Texto dado =
——————————
Lucas diz que ele realiza gestos de veneração: atira-se aos pés de Jesus; coloca seu rosto na terra; e faz a Jesus uma ação de graças. É interessante notar uma diferença nos verbos que Lucas utiliza: a Deus, o leproso “louva” (doxadzo) e diante de Jesus ele “agradece” (eucharistein). Acredita-se que não se trata ainda daquele reconhecimento que Jesus vai receber da parte dos discípulos depois da sua ressurreição (Lc 24,52),[3] contudo, o evangelho põe em evidência não somente a conexão que existe entre milagre e ação de graças, mas também destaca a capacidade que este “samaritano” tem de reconhecer a Jesus como dispensador de tal graça. Nesse samaritano, como também na samaritana que Jesus encontra no poço de Jacó (cf. Jo 4), se antecipa o anúncio do evangelho que deve ir para além das fronteiras de Israel.
——————————
Material de estudo =
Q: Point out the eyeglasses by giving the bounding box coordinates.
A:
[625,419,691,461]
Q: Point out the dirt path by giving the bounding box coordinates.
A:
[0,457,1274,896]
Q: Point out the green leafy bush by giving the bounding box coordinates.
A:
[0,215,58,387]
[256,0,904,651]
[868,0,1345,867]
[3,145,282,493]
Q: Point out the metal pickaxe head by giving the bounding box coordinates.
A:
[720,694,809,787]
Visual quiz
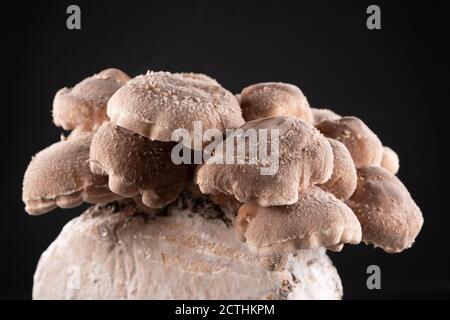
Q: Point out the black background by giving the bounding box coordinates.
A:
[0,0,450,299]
——————————
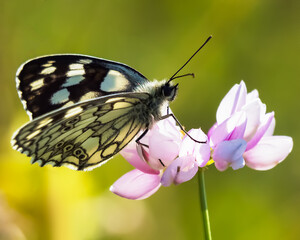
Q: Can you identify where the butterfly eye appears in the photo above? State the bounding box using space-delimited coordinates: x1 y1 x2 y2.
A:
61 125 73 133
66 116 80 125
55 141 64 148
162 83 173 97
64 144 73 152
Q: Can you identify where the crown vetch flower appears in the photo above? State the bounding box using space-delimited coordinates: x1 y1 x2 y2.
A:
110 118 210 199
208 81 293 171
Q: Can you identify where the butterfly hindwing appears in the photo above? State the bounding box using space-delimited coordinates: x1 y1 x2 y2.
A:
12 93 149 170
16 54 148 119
——————————
Enunciado da tarefa =
Indique se cada afirmação abaixo está de acordo com o texto dado, respondendo sim ou não e citando literalmente as palavras do texto que decidem a questão.
1. O leproso coloca o rosto na terra.
2. O texto afirma que o reconhecimento do leproso já é o mesmo que Jesus recebe dos discípulos após a ressurreição.
3. Jesus encontra a samaritana no poço de Jacó.

Resposta =
1. Sim: "coloca seu rosto na terra".
2. Não: "não se trata ainda daquele reconhecimento que Jesus vai receber da parte dos discípulos depois da sua ressurreição".
3. Sim: "na samaritana que Jesus encontra no poço de Jacó".